--- Available records Enclosed Below ---

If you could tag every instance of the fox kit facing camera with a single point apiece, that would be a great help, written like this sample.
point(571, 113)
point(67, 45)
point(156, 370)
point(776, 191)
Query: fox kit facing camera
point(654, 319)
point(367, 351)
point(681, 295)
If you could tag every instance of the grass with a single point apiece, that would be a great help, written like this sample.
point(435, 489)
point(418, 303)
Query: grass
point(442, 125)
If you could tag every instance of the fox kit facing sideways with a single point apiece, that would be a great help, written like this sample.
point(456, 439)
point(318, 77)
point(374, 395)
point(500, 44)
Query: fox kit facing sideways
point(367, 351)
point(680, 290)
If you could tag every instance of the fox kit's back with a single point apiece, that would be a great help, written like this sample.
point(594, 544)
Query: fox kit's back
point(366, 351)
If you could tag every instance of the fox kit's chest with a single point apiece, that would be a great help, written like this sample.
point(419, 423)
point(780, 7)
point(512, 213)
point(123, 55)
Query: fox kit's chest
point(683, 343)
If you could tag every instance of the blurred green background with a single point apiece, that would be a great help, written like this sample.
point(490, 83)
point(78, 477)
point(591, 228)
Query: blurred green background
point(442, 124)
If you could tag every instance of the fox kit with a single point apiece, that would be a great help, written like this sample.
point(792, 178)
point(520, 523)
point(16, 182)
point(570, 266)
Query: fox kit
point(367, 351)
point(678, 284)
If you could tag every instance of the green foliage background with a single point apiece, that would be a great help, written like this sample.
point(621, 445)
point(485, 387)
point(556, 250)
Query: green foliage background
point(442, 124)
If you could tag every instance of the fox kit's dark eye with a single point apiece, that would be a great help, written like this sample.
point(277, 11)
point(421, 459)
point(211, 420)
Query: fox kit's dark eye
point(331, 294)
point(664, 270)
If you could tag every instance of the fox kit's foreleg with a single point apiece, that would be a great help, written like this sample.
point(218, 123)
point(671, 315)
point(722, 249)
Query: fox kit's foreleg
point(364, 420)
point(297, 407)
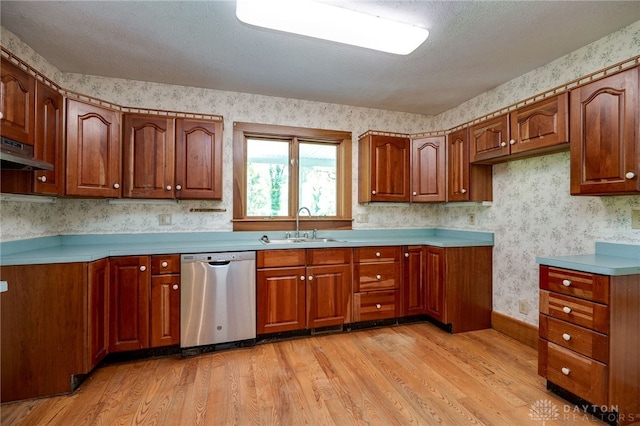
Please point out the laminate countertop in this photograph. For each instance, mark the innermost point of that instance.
(87, 248)
(608, 259)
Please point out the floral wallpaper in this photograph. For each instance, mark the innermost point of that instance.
(532, 213)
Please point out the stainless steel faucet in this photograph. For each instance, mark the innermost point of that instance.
(298, 220)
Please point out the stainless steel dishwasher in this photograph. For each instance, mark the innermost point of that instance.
(218, 298)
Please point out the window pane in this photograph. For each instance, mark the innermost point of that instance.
(318, 183)
(267, 177)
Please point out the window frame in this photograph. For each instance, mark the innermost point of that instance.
(342, 140)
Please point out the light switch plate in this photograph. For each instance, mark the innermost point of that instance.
(635, 219)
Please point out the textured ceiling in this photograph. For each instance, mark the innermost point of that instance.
(473, 46)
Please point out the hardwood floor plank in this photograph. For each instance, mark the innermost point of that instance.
(414, 374)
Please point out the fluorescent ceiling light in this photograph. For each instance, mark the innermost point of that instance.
(332, 23)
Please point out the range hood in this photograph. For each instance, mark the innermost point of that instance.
(19, 156)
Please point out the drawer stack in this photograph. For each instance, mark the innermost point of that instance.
(574, 328)
(376, 282)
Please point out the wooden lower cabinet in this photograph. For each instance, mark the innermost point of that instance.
(588, 338)
(459, 286)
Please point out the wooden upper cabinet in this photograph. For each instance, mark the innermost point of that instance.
(198, 159)
(465, 181)
(605, 156)
(93, 150)
(148, 167)
(18, 100)
(384, 168)
(428, 173)
(489, 139)
(49, 147)
(542, 126)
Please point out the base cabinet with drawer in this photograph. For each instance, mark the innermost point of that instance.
(376, 283)
(588, 343)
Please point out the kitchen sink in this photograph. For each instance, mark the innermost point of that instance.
(294, 240)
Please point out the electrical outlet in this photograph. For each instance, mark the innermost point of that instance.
(635, 219)
(523, 307)
(164, 219)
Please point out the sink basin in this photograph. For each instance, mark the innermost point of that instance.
(292, 240)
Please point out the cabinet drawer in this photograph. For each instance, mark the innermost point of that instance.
(328, 256)
(280, 258)
(574, 283)
(376, 254)
(375, 305)
(577, 311)
(376, 276)
(576, 373)
(587, 342)
(165, 264)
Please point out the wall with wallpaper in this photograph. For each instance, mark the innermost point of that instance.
(532, 213)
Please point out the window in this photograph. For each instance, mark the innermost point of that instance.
(279, 169)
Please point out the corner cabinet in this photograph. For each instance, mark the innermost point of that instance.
(384, 168)
(588, 342)
(605, 136)
(93, 151)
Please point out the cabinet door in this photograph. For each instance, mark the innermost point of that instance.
(18, 98)
(198, 159)
(435, 280)
(129, 303)
(93, 150)
(428, 173)
(48, 140)
(414, 297)
(165, 310)
(328, 294)
(148, 166)
(543, 125)
(605, 158)
(98, 338)
(489, 139)
(384, 168)
(281, 299)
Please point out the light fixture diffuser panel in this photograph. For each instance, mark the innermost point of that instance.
(324, 21)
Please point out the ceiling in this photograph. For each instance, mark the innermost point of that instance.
(473, 46)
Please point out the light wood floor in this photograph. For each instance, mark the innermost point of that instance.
(405, 375)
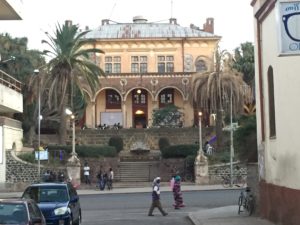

--- End of Enclosed Available records ---

■ What this task involves: An exact copy of the entries, without any pictures, is what the answer should be.

■ Written reply:
If you could tag every instance of the fox kit facing camera with a single point apiece, that would be a great help, written like this sample.
point(571, 113)
point(67, 45)
point(156, 370)
point(776, 191)
Query: fox kit facing camera
point(654, 319)
point(367, 351)
point(681, 295)
If you could tag every instance of the grass with a single point apiece, that would be a great help, written like this sample.
point(435, 489)
point(418, 303)
Query: grass
point(442, 125)
If you could tag every instance of the fox kit facing sideways with a single point apiece, that would be a great help, written like this sample.
point(456, 439)
point(318, 77)
point(374, 395)
point(500, 44)
Query: fox kit facing sideways
point(367, 351)
point(680, 290)
If you could tag every instance of the fox kit's back with a single point apiece, that would be a great help, written like this sample.
point(594, 544)
Query: fox kit's back
point(366, 351)
If you could tag every instance of the fox kit's chest with a single point apiece, that would be a great help, written like this sample.
point(419, 423)
point(780, 7)
point(512, 213)
point(123, 55)
Query: fox kit's chest
point(683, 343)
If you could tag every instance of the blurred green background with a single point apiece, that would be a great help, written like this sample.
point(490, 83)
point(78, 477)
point(591, 228)
Query: blurred green background
point(442, 124)
If you could tag every instance of the fox kit with a single point apiece, that would be a great help, written like this sample.
point(792, 178)
point(520, 523)
point(16, 182)
point(570, 266)
Query: fox kit
point(367, 351)
point(678, 284)
If you could tag every instance of the green foliage background with a single point apiece, that would be a great help, written like this sample.
point(621, 445)
point(485, 387)
point(556, 250)
Query: green foliage background
point(442, 124)
If you could tag every instance of the fox kit's dark eye with a single point apiece, that would be a great help, written like this sample.
point(277, 11)
point(421, 459)
point(211, 420)
Query: fox kit's dark eye
point(331, 294)
point(664, 270)
If you could tag every instance of the fox kit's foreleg with a single point apiece, that would be a great help, written like this sample.
point(218, 123)
point(671, 315)
point(722, 249)
Query: fox kit's foreleg
point(364, 420)
point(297, 407)
Please point out the laminate countertop in this photograph. For each instance, mark the innermost point of that instance.
(87, 248)
(608, 259)
Please point out the floral wallpaper in this photograph. For each instance, mark the innermost point of that instance.
(532, 213)
Please point out the stainless steel faucet in this photograph. For each instance, mark the innermost point of that instance.
(298, 220)
Please point out the stainless steel dishwasher in this photograph. For each instance, mark the innermost point of that instance.
(218, 298)
Please point out the window pane in this photograph. For each instance, mark the innermost point of that instance.
(318, 183)
(267, 177)
Please point out the window frame in this photograph. For each instance, mark the innermost point of that instance.
(342, 140)
Please point out the light switch plate in this photograph. For each instance, mark the innermost point of that instance.
(635, 219)
Please point out the textured ceiling in this photograph. For each instance, mark the innermost point of that instance.
(473, 46)
Please point out the hardwood floor plank in this photograph. For each instance, mark the innermost point of that instance.
(414, 374)
Please point out the fluorescent ceiling light in this photograph. For each instance, mark the innermost point of that instance.
(332, 23)
Please point out the range hood in this photograph. For each instance, mark the innermost point of that instance.
(19, 156)
Please point out the drawer stack in this photograph. For each instance, mark the innermost point of that instance.
(574, 328)
(376, 282)
Please point out the wooden lower cabinet in this photograph. For each instance, mark the innermost point of that instance.
(588, 338)
(459, 286)
Please point out the wooden upper cabinet in this photograph. For each instance, mark the innermost point of that instance.
(198, 159)
(465, 181)
(605, 156)
(93, 150)
(148, 167)
(18, 100)
(384, 168)
(428, 173)
(489, 139)
(49, 147)
(542, 126)
Please point out the base cabinet with drawer in this photograph. For each instance, mark the innermost point of that instance.
(376, 283)
(588, 343)
Please point out the kitchen sink in this photograph. For each instance, mark the innermost point of that instance.
(294, 240)
Please point out the electrical outlet in this photograph. For each instance, mark the innermost point of that instance.
(635, 219)
(523, 307)
(164, 219)
Please point out the sink basin in this photograph. For each instance, mark the innermost point of that instance.
(292, 240)
Please point out the cabinet drawer in this photograph. For each instance, mark the innermost point of that instance.
(328, 256)
(280, 258)
(574, 283)
(376, 254)
(375, 305)
(577, 311)
(376, 276)
(576, 373)
(587, 342)
(165, 264)
Please point out the wall with wallpaper in this photograph. For each instance, mark the innermost point of that instance.
(532, 213)
Please point out the window in this photograph. For each instance, mark the innermost point of that instance.
(279, 169)
Please point out the corner cabinet in this photograph. For each instance, mark the innermost point of that instance.
(384, 168)
(588, 342)
(605, 136)
(93, 151)
Please point out the cabinet door in this photograph. For each instance, mark the innermost point of that instance.
(18, 98)
(198, 159)
(435, 280)
(129, 303)
(93, 150)
(428, 173)
(48, 140)
(414, 297)
(165, 310)
(328, 294)
(148, 166)
(543, 125)
(605, 158)
(98, 338)
(489, 139)
(384, 168)
(281, 299)
Please point out the light fixture diffuser panel in this photograph. For each instance, mark the innermost point of that instance.
(324, 21)
Please point out the ceiling in this photograph. For each instance, mark the innermost point of that instance.
(473, 46)
Please point out the light wood floor in this photograph. For each instance, mark the innermost point of that instance.
(405, 375)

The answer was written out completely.